> SHORT PROBLEM: Report every line of the records that contains the word "mountain", copying each such line in full.

> RECORDS FOR THE TASK:
******
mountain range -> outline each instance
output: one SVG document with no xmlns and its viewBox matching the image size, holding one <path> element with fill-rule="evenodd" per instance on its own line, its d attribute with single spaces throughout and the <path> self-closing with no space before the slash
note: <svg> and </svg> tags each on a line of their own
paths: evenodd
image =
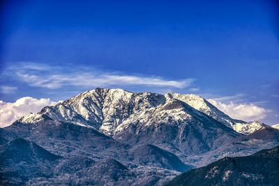
<svg viewBox="0 0 279 186">
<path fill-rule="evenodd" d="M 0 129 L 1 184 L 162 185 L 279 145 L 276 127 L 232 119 L 199 96 L 119 89 L 81 93 Z"/>
</svg>

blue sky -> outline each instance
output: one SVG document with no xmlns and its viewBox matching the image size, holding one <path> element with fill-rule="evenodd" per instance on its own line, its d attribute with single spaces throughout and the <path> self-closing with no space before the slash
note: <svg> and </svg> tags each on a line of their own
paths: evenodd
<svg viewBox="0 0 279 186">
<path fill-rule="evenodd" d="M 1 3 L 4 102 L 96 87 L 176 92 L 218 101 L 231 116 L 255 106 L 255 119 L 279 123 L 276 1 Z"/>
</svg>

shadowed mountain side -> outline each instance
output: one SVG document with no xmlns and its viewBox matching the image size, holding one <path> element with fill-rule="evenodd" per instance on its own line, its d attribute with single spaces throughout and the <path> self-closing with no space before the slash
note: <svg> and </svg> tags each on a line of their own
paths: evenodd
<svg viewBox="0 0 279 186">
<path fill-rule="evenodd" d="M 179 115 L 179 119 L 176 115 Z M 171 152 L 179 149 L 184 154 L 199 155 L 241 136 L 176 99 L 169 101 L 158 109 L 149 118 L 149 123 L 138 121 L 130 124 L 114 138 L 132 145 L 149 143 Z"/>
<path fill-rule="evenodd" d="M 52 177 L 61 158 L 35 143 L 17 138 L 0 148 L 0 183 L 17 185 L 31 177 Z"/>
<path fill-rule="evenodd" d="M 165 185 L 278 185 L 279 146 L 252 155 L 225 157 L 188 171 Z"/>
<path fill-rule="evenodd" d="M 85 155 L 97 159 L 110 156 L 124 158 L 128 155 L 126 151 L 130 148 L 93 129 L 50 119 L 35 124 L 17 122 L 5 130 L 65 157 Z"/>
<path fill-rule="evenodd" d="M 180 172 L 192 168 L 183 163 L 172 152 L 149 144 L 133 149 L 129 158 L 141 165 L 161 167 Z"/>
</svg>

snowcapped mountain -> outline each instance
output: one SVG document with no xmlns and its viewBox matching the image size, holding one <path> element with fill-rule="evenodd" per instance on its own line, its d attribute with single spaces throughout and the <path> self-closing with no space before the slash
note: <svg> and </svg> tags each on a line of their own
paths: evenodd
<svg viewBox="0 0 279 186">
<path fill-rule="evenodd" d="M 92 128 L 133 145 L 149 143 L 188 154 L 217 148 L 239 136 L 227 124 L 172 94 L 133 93 L 119 89 L 87 91 L 18 122 L 36 123 L 43 118 Z"/>
<path fill-rule="evenodd" d="M 279 124 L 273 124 L 271 127 L 279 130 Z"/>
<path fill-rule="evenodd" d="M 242 120 L 232 119 L 221 110 L 218 110 L 206 99 L 198 95 L 180 94 L 176 93 L 171 93 L 171 94 L 174 98 L 188 103 L 193 108 L 195 108 L 197 110 L 205 113 L 206 115 L 224 124 L 225 126 L 232 128 L 239 133 L 249 134 L 257 130 L 259 130 L 262 127 L 267 127 L 267 125 L 258 121 L 250 124 Z"/>
<path fill-rule="evenodd" d="M 164 105 L 177 100 L 239 133 L 250 134 L 264 126 L 259 122 L 249 124 L 232 119 L 204 99 L 195 94 L 170 93 L 161 95 L 101 88 L 80 94 L 59 103 L 55 106 L 45 107 L 38 113 L 30 113 L 20 121 L 23 123 L 33 123 L 40 121 L 43 117 L 50 117 L 54 120 L 93 127 L 107 135 L 114 136 L 130 123 L 140 122 L 146 126 L 151 124 L 150 118 L 153 115 L 158 116 L 160 109 Z M 176 120 L 190 119 L 190 115 L 183 115 L 183 112 L 179 109 L 179 108 L 176 108 L 172 109 L 172 112 L 160 112 L 160 114 L 169 115 Z M 174 113 L 173 110 L 177 112 Z"/>
<path fill-rule="evenodd" d="M 235 130 L 254 132 L 246 136 Z M 279 143 L 278 131 L 259 122 L 232 119 L 197 95 L 97 88 L 0 129 L 0 145 L 3 152 L 8 147 L 5 144 L 24 138 L 62 157 L 50 180 L 23 174 L 30 184 L 159 185 L 225 155 L 274 147 Z M 30 170 L 48 166 L 36 162 L 39 165 Z M 17 163 L 5 170 L 13 170 Z M 15 184 L 22 183 L 18 181 Z"/>
</svg>

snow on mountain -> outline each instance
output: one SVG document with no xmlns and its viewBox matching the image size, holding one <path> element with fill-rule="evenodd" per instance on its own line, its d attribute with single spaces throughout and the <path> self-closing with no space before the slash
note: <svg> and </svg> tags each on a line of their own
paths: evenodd
<svg viewBox="0 0 279 186">
<path fill-rule="evenodd" d="M 279 124 L 273 124 L 271 127 L 279 130 Z"/>
<path fill-rule="evenodd" d="M 198 95 L 180 94 L 176 93 L 172 93 L 171 94 L 174 98 L 188 103 L 197 110 L 209 115 L 213 119 L 224 124 L 225 126 L 232 128 L 239 133 L 249 134 L 262 127 L 266 127 L 266 124 L 258 121 L 250 124 L 244 121 L 232 119 L 221 110 L 218 110 L 216 106 L 210 103 L 206 99 Z"/>
<path fill-rule="evenodd" d="M 252 123 L 236 123 L 233 127 L 234 129 L 243 134 L 252 134 L 260 129 L 266 127 L 267 125 L 259 121 L 253 122 Z"/>
<path fill-rule="evenodd" d="M 168 117 L 176 120 L 191 120 L 191 114 L 186 113 L 179 106 L 171 110 L 161 110 L 165 105 L 175 100 L 183 101 L 239 133 L 250 134 L 264 126 L 232 119 L 206 99 L 195 94 L 162 95 L 101 88 L 81 93 L 54 106 L 45 107 L 37 114 L 30 113 L 23 117 L 20 122 L 33 123 L 39 122 L 42 117 L 49 117 L 54 120 L 92 127 L 108 136 L 114 136 L 130 123 L 140 121 L 146 126 L 153 124 L 150 118 L 154 116 L 165 120 Z"/>
</svg>

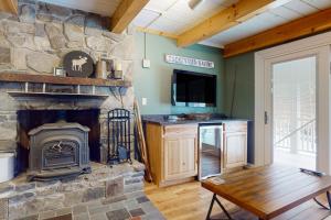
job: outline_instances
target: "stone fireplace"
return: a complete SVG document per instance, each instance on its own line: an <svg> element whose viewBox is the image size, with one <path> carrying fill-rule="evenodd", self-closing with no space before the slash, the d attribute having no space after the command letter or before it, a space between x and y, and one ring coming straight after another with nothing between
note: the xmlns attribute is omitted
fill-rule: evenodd
<svg viewBox="0 0 331 220"><path fill-rule="evenodd" d="M36 79L0 80L0 153L15 153L18 166L17 177L0 184L0 219L63 219L64 215L98 219L93 212L102 210L111 219L118 213L130 217L137 209L147 219L163 219L145 197L143 165L136 161L111 168L105 165L107 113L116 108L132 112L134 105L132 29L115 34L108 31L109 21L34 0L19 0L19 15L0 12L0 76L24 74ZM127 84L45 85L40 75L52 76L53 67L61 66L72 51L83 51L94 62L100 56L120 61ZM62 90L79 94L54 95ZM65 123L57 123L60 111L65 111ZM88 172L89 165L92 173L76 178L26 182L29 168L40 178L52 176L54 169ZM68 170L64 174L72 174Z"/></svg>
<svg viewBox="0 0 331 220"><path fill-rule="evenodd" d="M0 16L0 74L41 74L53 75L53 67L61 66L65 54L83 51L94 62L105 56L116 58L122 64L125 80L132 81L134 36L128 29L122 34L108 31L109 18L97 14L56 7L39 1L19 0L20 14L1 14ZM66 85L67 88L70 85ZM18 170L28 168L29 135L28 132L44 123L55 123L57 110L66 110L76 122L90 129L88 133L89 155L95 162L107 162L107 112L124 108L132 112L134 88L103 87L92 85L70 86L79 90L83 96L43 96L42 88L53 88L52 84L29 82L29 92L39 96L26 96L25 82L0 81L0 152L17 153ZM56 85L56 88L61 85ZM58 90L58 89L57 89ZM60 89L61 90L61 89ZM12 92L24 96L12 96ZM102 96L89 96L89 95ZM96 114L84 112L97 110ZM76 112L75 112L76 111ZM26 113L29 112L29 113ZM84 114L88 120L77 119ZM39 119L23 128L26 119ZM23 129L23 132L22 132ZM92 139L93 136L93 139Z"/></svg>

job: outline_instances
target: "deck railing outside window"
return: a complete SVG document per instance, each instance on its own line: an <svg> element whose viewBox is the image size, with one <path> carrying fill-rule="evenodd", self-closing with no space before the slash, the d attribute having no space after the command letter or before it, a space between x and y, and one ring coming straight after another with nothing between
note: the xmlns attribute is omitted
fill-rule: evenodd
<svg viewBox="0 0 331 220"><path fill-rule="evenodd" d="M290 130L289 119L274 120L274 146L291 153L317 152L316 119L298 120L299 127Z"/></svg>

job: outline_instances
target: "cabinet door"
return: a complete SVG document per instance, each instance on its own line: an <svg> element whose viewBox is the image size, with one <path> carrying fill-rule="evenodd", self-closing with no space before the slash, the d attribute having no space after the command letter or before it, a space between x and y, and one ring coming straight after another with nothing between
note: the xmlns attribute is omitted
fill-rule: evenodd
<svg viewBox="0 0 331 220"><path fill-rule="evenodd" d="M224 168L244 166L247 163L247 132L224 133Z"/></svg>
<svg viewBox="0 0 331 220"><path fill-rule="evenodd" d="M164 139L164 180L195 176L196 136Z"/></svg>

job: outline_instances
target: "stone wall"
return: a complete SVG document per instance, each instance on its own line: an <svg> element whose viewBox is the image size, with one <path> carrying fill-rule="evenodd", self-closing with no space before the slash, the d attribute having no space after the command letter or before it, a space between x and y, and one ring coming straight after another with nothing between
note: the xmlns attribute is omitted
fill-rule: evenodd
<svg viewBox="0 0 331 220"><path fill-rule="evenodd" d="M92 174L49 183L25 182L25 175L0 184L0 219L49 219L71 213L73 219L99 219L93 215L141 209L158 215L143 194L143 165L122 164L110 168L93 164ZM142 201L143 200L143 201ZM79 211L77 211L79 209ZM89 212L90 218L83 218ZM78 218L79 217L79 218ZM108 218L111 219L111 218ZM154 218L148 218L154 219Z"/></svg>
<svg viewBox="0 0 331 220"><path fill-rule="evenodd" d="M0 73L52 75L65 54L84 51L94 61L100 56L122 63L126 80L132 80L134 36L128 29L122 34L108 31L109 18L46 4L19 0L19 15L0 13ZM13 98L9 90L22 89L22 84L0 84L0 151L17 148L17 111L25 109L90 109L99 108L102 152L106 152L106 112L114 108L132 110L134 89L119 96L109 92L107 99ZM105 88L108 89L108 88ZM105 161L106 154L102 153Z"/></svg>

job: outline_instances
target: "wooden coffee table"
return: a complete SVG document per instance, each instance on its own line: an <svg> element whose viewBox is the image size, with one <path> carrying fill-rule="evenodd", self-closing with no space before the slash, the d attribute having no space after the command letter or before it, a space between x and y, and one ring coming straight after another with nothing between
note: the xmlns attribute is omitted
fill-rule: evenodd
<svg viewBox="0 0 331 220"><path fill-rule="evenodd" d="M215 201L231 219L217 196L259 219L275 218L321 194L327 194L331 206L331 176L318 177L298 168L271 165L225 174L221 178L224 183L220 185L210 179L202 182L202 187L214 193L206 219L211 219Z"/></svg>

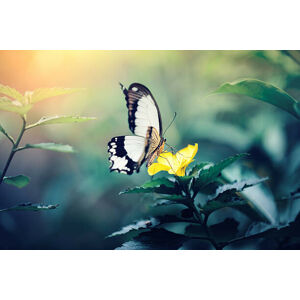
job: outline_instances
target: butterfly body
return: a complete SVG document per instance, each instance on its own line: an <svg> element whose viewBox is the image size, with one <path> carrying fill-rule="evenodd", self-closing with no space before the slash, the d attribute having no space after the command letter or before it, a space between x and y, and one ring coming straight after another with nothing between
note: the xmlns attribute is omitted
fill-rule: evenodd
<svg viewBox="0 0 300 300"><path fill-rule="evenodd" d="M135 136L114 137L108 143L110 170L124 174L139 172L144 162L149 167L164 150L162 122L158 105L144 85L121 85L128 108L129 129Z"/></svg>

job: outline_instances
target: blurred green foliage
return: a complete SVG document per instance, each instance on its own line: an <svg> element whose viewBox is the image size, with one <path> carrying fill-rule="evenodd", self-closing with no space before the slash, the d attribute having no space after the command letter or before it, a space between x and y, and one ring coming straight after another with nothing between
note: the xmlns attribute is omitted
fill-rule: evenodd
<svg viewBox="0 0 300 300"><path fill-rule="evenodd" d="M12 58L24 64L22 71L12 63ZM45 61L49 58L53 63L48 66ZM298 52L50 51L43 54L43 51L21 51L0 52L0 63L4 66L0 71L1 82L17 90L40 86L87 88L85 95L65 96L63 102L58 97L37 103L36 110L31 111L31 123L37 122L40 115L84 112L98 117L97 121L80 125L80 130L79 125L63 128L59 124L51 125L34 129L35 132L24 139L25 145L51 142L55 138L58 143L74 145L78 153L70 156L22 151L16 156L11 172L29 175L31 184L22 190L1 186L1 207L28 201L46 206L57 203L59 207L42 212L2 212L2 249L114 249L126 239L123 236L106 239L106 236L132 220L149 216L150 211L152 214L151 196L119 196L121 190L148 181L146 169L132 176L109 173L108 169L107 142L113 136L129 134L119 81L126 86L140 82L151 90L160 107L164 127L177 112L176 121L166 136L168 144L175 148L198 143L197 159L208 162L218 162L236 153L249 153L249 158L230 166L224 175L231 182L254 175L268 177L268 181L243 192L264 215L275 218L272 222L288 224L299 213L298 194L291 194L299 188L299 121L275 106L247 96L211 95L225 82L254 78L284 90L299 101ZM8 112L1 113L1 125L4 124L5 130L12 134L20 125ZM0 143L0 158L4 162L10 145L4 136ZM202 200L199 197L198 201ZM276 204L278 214L274 214L274 206L263 204L271 202ZM176 207L157 206L153 217L166 210L176 212ZM256 234L263 226L269 226L259 219L250 228L251 223L244 212L222 208L212 215L208 225L216 235L230 239L246 232ZM164 230L171 235L169 243L176 244L176 248L180 245L180 229L167 229ZM158 232L157 239L160 237ZM291 243L291 239L296 242ZM235 243L232 248L287 249L295 245L297 237L285 235L280 239L270 237ZM185 247L207 249L210 245L189 241Z"/></svg>

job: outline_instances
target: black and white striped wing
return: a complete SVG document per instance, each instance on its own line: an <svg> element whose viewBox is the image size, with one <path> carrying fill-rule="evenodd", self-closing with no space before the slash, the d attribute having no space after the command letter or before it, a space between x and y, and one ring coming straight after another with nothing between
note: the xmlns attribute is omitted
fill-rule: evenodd
<svg viewBox="0 0 300 300"><path fill-rule="evenodd" d="M128 108L130 130L146 137L149 127L154 127L162 135L162 122L157 103L151 92L140 83L132 83L128 90L121 85Z"/></svg>
<svg viewBox="0 0 300 300"><path fill-rule="evenodd" d="M131 175L139 172L145 157L145 139L140 136L117 136L108 143L110 171Z"/></svg>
******
> SOLUTION:
mountain range -> outline each instance
shadowed mountain side -> outline each instance
snowcapped mountain -> outline each instance
snow on mountain -> outline each instance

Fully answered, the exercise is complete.